→ TUGAS WAJIB
Dari catatan di bawah, ubah baris-baris mulai dari baris yang memuat "like point(160, 26)?" sampai dengan baris yang memuat "point(484, 63)" menjadi daftar JSON berisi string, satu string untuk setiap baris. Baris kosong tidak perlu dimasukkan.

→ DATA MASUKAN
_ _ _ _ _ _ _

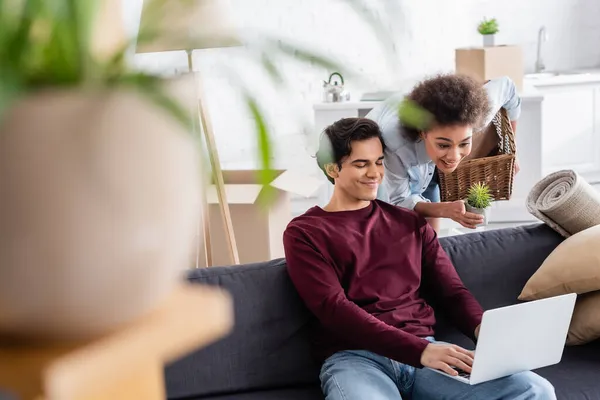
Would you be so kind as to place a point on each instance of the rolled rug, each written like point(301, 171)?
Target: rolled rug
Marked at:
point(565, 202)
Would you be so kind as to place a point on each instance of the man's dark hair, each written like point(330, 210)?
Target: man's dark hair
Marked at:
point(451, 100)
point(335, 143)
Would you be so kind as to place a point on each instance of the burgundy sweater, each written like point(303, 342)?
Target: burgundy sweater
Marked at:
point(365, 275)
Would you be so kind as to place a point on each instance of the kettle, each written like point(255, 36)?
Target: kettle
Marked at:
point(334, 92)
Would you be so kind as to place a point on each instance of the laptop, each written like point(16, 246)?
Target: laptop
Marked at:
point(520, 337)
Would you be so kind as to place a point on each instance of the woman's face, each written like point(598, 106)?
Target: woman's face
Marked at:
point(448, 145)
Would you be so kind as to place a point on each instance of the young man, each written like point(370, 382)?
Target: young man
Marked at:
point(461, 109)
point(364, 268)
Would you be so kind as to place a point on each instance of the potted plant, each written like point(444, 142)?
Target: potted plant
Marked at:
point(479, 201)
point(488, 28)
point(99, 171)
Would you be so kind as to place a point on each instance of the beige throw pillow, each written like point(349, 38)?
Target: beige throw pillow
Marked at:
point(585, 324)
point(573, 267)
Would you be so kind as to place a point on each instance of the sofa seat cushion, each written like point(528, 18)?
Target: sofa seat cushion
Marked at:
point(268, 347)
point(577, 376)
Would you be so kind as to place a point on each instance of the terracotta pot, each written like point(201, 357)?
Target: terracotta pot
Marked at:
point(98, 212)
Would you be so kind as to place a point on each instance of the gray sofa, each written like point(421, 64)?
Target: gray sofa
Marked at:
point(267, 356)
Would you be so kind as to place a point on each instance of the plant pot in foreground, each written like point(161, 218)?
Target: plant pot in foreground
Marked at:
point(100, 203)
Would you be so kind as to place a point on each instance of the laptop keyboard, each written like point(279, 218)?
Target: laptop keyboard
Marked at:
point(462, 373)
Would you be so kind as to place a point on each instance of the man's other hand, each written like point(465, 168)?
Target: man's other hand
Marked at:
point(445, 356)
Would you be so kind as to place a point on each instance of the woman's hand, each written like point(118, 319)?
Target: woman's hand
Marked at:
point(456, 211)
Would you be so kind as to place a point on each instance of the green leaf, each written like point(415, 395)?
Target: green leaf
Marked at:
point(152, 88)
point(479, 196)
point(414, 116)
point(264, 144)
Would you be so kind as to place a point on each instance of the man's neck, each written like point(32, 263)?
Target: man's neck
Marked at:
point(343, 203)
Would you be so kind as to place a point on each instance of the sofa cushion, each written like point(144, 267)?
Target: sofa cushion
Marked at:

_ _ _ _ _ _ _

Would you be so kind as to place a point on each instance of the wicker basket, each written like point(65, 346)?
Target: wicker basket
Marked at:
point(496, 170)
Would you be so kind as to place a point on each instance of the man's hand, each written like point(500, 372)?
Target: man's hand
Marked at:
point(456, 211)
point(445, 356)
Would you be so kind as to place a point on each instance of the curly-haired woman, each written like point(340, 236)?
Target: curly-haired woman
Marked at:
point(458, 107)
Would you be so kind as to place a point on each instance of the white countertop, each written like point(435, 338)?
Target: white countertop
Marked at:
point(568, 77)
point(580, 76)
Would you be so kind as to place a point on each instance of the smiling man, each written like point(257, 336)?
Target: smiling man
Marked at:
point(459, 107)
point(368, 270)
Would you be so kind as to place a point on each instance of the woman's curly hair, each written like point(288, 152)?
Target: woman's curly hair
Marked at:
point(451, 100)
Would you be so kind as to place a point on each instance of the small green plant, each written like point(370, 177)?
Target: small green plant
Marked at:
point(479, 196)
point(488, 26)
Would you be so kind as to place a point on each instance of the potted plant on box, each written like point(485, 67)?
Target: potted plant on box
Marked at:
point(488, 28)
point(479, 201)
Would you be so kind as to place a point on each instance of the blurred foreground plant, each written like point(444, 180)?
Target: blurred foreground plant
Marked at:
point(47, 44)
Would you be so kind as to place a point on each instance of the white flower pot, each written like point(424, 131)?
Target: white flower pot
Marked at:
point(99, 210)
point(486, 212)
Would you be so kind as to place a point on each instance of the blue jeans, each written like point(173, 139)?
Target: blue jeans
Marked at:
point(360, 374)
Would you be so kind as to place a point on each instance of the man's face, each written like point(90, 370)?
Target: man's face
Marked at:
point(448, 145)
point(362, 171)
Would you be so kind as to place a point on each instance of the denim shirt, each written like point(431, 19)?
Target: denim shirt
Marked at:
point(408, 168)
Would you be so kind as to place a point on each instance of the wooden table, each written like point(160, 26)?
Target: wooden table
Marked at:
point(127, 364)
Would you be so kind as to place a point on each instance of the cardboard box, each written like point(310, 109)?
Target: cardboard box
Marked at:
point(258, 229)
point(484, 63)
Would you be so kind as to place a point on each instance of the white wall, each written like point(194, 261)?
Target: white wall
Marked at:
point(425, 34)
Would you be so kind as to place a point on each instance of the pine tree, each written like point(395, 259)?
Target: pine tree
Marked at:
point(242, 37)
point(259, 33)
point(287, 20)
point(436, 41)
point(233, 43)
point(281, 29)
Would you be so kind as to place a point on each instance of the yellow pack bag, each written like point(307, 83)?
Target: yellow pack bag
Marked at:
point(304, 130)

_ _ _ _ _ _ _

→ PENYELESAIAN LATIHAN
[
  "Would you be so kind as to place a point on each instance of the wooden table, each written like point(160, 26)?",
  "Target: wooden table",
  "Marked at:",
  "point(127, 364)",
  "Would you be so kind as to place a point on each instance of the cardboard box, each written like point(310, 109)?",
  "Target: cardboard box",
  "Marked at:",
  "point(258, 229)",
  "point(484, 63)"
]